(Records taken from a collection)
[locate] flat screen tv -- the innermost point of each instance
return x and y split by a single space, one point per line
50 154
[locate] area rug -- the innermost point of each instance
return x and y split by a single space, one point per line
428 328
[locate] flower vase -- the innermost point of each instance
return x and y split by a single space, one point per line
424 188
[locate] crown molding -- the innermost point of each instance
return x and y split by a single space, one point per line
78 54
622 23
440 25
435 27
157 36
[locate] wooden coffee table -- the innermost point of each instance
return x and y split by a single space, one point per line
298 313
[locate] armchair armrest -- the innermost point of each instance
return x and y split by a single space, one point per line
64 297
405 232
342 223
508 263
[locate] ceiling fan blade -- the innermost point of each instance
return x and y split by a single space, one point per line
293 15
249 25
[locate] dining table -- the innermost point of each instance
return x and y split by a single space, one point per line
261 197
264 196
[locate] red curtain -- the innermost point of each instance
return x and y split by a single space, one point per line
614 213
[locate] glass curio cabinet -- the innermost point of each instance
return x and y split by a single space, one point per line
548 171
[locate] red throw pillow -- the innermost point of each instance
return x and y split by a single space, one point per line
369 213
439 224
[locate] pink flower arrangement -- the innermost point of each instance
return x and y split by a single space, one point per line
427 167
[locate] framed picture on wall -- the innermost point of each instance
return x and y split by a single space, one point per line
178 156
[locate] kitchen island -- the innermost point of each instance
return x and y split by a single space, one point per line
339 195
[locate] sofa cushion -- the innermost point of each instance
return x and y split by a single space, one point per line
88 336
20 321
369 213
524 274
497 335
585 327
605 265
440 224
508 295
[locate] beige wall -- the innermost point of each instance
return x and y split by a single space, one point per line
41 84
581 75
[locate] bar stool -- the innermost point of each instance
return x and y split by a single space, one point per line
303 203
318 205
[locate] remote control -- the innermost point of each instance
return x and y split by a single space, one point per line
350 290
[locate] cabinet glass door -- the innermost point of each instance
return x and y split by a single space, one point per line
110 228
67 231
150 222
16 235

◆ **TO BE DONE**: Copy every one of these records line for line, with nothing changed.

◆ **EXERCISE ANSWER**:
[locate] flat screen tv -- the innermost point of each instance
return x and y split by a single space, one point per line
50 154
[locate] area rug -- the innermost point of each instance
return x and y split by a single space, one point per line
428 328
[locate] flower vase -- the innermost point of each instance
return x and y split by a single space, one point per line
424 188
[locate] crown molding -- the innermost point of each instance
return x and y split by a single space, one point per line
78 54
622 23
440 25
435 27
157 36
[locate] wooden coffee table -- the innermost point of each instance
return x and y split by a single space, one point per line
298 313
[locate] armchair armrest -- the innermost point of each instance
return x and y split by a single space, one point per line
64 297
405 232
342 223
508 263
[locate] ceiling fan blade -- the innermost point of each instance
return x and y split by a single space, one point per line
293 15
249 25
[locate] dining table -- the innermost point of each instance
return x and y split by a single space, one point per line
261 197
264 196
[locate] red curtain -- the innermost point of each instance
return x and y split by a single space, one point per line
614 213
[locate] glass curio cabinet -- the innermost point of each instance
return x and y split by a single space, one point per line
548 171
[locate] red throw pillow -- the innermost point of each instance
return x and y split by a single space, one point per line
369 213
439 224
[locate] pink flower arrangement -- the innermost point of each instance
return x and y split by a single space, one point per line
427 167
[locate] framed picture on wall -- the innermost point of each instance
return x and y split by a single space, one point per line
178 156
[locate] kitchen island -- the innermost point of each instance
return x and y split by a single space, one point per line
339 195
[locate] sofa cushion -- the innermost point of each instance
return x and y split by a single space, one point per line
88 336
20 321
369 213
524 274
497 335
585 327
605 265
440 224
508 295
[locate] beige wall -- the innermost point of each instance
return x and y split by a single space, one point per line
41 84
581 75
[locate] bar stool -- the innermost point of each instance
return x and y split by a single space, one point per line
303 203
318 205
[locate] remote control -- the innermost point of each instance
return x and y split by a single space, one point per line
350 290
[locate] cabinet glass door -- the innermost point of each instance
return x and y split by a single space, one point per line
110 228
67 231
150 222
16 235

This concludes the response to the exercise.